[Saved data entries]
__________________________________________________
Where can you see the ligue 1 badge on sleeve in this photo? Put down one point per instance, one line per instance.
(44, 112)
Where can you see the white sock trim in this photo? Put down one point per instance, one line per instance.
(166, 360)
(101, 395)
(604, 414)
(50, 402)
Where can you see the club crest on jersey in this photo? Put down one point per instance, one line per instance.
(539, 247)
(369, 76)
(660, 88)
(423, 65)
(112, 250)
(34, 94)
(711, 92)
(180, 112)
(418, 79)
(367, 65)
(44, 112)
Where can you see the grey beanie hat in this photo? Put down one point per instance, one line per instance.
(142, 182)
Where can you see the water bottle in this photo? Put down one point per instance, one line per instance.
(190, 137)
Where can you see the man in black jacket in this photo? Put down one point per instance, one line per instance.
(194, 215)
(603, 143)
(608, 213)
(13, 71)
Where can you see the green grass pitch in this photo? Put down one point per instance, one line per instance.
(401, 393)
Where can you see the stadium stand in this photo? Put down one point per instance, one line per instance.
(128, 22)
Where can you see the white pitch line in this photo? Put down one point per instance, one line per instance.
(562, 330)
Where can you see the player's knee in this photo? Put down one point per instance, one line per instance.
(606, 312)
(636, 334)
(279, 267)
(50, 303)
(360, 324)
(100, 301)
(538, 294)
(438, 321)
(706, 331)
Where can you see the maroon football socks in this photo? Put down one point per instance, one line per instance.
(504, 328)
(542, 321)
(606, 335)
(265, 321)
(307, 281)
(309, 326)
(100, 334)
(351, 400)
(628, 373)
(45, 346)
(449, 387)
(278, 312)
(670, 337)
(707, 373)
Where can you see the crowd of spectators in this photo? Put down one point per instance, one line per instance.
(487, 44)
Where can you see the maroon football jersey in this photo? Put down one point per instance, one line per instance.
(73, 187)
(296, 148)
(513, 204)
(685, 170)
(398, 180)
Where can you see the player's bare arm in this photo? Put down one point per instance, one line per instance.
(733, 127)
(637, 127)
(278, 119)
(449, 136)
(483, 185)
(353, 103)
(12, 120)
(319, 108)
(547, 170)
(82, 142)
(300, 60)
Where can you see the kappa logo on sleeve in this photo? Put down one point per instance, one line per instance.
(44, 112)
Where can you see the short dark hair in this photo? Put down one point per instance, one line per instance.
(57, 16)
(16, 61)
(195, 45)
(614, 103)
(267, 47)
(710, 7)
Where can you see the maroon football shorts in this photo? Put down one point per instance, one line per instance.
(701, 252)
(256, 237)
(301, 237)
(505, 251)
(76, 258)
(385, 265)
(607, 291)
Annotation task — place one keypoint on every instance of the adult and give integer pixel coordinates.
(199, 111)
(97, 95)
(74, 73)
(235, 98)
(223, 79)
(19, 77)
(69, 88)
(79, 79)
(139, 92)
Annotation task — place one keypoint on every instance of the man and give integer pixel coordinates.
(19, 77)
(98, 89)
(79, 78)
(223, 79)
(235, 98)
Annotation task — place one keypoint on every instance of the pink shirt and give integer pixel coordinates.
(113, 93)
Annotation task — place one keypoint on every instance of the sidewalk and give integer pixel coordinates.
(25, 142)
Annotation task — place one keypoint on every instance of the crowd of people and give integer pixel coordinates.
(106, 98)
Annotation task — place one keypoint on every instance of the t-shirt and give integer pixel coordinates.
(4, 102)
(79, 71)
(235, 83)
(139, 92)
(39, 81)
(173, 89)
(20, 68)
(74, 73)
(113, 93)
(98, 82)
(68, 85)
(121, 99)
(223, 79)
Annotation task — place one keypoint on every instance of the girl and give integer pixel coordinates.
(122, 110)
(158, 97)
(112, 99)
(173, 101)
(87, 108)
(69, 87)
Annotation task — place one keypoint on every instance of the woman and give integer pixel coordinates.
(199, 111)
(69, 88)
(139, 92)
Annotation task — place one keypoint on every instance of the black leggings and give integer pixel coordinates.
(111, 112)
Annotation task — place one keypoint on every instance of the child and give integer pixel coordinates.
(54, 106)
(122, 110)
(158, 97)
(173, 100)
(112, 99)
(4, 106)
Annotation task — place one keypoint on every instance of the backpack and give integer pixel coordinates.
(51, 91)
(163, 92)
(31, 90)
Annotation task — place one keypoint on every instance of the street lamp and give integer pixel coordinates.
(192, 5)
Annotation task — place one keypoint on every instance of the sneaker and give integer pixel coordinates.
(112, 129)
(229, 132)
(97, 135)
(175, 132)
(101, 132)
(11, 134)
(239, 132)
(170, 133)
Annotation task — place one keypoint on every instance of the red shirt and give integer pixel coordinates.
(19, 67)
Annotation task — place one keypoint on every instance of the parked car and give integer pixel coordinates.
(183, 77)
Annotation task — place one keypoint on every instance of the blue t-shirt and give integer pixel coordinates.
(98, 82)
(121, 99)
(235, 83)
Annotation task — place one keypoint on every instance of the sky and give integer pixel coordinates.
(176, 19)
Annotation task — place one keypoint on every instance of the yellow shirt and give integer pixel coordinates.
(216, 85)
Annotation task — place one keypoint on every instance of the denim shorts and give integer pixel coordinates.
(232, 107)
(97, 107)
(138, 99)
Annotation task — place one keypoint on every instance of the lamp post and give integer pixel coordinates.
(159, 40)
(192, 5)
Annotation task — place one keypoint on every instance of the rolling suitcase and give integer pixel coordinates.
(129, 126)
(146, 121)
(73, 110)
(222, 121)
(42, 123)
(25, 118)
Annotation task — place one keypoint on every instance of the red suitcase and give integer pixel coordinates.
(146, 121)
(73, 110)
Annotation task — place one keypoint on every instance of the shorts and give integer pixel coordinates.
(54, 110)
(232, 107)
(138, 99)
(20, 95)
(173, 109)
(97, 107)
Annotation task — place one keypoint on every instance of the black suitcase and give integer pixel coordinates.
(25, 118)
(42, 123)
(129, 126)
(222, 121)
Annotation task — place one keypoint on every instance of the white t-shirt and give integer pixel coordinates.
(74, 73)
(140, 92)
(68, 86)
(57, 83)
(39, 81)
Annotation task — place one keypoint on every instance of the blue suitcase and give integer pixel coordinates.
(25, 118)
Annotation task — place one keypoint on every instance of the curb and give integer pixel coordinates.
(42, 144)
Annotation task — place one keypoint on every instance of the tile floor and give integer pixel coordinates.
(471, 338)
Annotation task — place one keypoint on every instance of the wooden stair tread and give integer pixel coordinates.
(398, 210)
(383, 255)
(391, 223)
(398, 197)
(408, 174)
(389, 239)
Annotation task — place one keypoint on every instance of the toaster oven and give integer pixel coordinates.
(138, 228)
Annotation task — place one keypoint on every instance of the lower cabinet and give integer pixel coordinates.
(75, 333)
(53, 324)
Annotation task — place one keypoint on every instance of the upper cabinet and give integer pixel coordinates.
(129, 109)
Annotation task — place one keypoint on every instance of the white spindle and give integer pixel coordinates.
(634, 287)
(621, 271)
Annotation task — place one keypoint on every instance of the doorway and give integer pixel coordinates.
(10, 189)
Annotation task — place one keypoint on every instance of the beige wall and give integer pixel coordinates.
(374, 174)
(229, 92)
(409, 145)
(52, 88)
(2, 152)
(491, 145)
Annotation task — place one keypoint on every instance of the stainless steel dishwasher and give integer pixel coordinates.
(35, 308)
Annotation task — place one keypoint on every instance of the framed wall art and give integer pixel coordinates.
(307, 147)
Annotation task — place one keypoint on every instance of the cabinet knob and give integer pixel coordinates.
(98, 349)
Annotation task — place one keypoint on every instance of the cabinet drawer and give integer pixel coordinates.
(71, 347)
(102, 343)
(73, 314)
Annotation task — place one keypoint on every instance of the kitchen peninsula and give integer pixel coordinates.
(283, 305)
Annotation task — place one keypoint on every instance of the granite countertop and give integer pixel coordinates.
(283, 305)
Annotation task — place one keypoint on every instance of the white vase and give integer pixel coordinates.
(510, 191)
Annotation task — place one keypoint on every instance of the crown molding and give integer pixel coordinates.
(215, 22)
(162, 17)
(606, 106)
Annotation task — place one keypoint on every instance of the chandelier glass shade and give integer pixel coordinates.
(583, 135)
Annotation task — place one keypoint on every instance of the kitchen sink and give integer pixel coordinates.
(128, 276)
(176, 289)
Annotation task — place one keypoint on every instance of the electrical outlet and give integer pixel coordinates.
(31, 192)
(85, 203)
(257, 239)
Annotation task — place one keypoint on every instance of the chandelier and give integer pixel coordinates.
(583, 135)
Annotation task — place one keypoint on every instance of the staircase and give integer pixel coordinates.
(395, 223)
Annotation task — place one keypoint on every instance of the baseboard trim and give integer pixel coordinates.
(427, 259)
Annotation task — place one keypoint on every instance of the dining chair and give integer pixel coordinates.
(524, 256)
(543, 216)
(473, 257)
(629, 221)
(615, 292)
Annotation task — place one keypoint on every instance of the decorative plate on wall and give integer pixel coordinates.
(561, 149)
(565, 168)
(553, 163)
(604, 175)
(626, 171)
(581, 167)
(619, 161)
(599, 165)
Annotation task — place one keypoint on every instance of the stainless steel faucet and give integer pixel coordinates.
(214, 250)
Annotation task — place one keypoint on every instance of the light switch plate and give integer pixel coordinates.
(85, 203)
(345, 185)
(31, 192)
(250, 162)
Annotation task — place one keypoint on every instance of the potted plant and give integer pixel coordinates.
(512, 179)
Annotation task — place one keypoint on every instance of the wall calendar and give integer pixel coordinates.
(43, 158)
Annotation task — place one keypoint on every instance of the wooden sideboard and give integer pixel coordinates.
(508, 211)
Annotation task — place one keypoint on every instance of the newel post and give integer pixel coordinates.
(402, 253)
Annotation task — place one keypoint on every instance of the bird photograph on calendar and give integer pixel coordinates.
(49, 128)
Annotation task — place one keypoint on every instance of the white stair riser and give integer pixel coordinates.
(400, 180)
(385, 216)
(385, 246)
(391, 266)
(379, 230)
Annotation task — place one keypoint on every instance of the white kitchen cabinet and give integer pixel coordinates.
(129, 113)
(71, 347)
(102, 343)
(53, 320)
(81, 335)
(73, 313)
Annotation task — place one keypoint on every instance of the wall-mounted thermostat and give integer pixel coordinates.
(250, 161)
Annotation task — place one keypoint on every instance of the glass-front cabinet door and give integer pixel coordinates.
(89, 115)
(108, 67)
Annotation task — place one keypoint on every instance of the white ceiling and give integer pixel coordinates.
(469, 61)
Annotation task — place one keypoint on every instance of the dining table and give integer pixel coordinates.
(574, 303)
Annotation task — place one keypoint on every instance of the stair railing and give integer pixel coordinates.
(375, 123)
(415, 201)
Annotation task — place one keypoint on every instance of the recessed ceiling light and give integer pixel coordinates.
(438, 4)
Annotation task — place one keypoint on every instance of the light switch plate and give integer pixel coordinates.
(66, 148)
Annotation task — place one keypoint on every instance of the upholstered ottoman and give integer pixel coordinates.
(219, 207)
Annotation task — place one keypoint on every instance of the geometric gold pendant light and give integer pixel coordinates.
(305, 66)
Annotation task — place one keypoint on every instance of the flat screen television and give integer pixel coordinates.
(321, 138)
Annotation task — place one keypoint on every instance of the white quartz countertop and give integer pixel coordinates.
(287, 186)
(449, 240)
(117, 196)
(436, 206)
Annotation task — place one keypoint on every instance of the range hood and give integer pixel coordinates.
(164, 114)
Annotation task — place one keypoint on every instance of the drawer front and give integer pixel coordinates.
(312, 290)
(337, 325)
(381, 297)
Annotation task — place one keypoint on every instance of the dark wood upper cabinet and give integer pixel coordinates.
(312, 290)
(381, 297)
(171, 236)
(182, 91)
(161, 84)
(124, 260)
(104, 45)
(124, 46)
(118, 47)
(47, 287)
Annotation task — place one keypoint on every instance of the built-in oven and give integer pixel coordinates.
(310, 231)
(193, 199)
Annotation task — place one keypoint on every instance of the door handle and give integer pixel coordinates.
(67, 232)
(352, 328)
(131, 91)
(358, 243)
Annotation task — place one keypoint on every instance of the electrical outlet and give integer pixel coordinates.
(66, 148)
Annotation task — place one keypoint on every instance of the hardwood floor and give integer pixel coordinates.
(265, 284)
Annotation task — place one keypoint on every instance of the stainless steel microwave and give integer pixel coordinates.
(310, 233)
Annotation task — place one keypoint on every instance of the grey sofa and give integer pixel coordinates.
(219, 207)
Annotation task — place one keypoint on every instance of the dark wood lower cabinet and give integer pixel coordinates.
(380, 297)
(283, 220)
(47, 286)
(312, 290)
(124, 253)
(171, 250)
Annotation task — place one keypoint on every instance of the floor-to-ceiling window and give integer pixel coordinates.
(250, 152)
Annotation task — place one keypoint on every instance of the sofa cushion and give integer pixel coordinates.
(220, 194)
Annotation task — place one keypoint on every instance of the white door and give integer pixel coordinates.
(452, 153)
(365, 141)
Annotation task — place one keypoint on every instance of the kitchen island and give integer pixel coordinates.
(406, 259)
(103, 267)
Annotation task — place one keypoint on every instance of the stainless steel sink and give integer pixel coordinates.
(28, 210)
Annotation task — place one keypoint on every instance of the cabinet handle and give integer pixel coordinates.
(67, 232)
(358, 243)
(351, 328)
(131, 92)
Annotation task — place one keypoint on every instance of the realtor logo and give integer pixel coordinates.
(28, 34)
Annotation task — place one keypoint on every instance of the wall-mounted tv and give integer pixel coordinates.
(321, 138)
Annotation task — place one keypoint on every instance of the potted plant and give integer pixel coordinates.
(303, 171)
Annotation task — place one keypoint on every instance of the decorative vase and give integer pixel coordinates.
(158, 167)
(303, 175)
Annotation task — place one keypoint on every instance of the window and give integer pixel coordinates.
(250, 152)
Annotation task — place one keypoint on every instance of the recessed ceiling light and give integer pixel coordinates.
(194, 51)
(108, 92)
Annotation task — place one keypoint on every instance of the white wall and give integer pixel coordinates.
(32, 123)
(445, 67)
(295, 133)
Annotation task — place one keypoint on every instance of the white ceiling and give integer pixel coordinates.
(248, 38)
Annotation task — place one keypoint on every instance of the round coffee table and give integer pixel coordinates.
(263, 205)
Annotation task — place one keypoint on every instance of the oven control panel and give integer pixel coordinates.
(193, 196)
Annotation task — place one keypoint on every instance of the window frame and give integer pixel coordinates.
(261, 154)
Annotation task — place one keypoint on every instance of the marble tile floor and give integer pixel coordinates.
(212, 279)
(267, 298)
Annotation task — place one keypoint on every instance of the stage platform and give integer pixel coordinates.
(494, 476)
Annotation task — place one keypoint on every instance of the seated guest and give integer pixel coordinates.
__________________________________________________
■ **Assigned task**:
What you give back should be exactly the lines of the entries above from the one containing "coffee table and give integer pixel coordinates." to the end, and nothing more.

■ **Result**:
Annotation task — place one keypoint on every instance of the round coffee table and give integer pixel coordinates.
(263, 205)
Annotation task — place one keypoint on every instance of the oven control panel and give integer pixel coordinates.
(193, 196)
Annotation task — place one keypoint on every instance of the window frame and give integer pixel coordinates.
(261, 154)
Annotation task — place one keypoint on every instance of the marble tile floor and give integer pixel coordinates.
(212, 279)
(267, 298)
Annotation task — place one keypoint on every instance of the stage platform and give integer pixel coordinates.
(494, 476)
Annotation task — place one keypoint on every instance of the seated guest and give integer pixel coordinates.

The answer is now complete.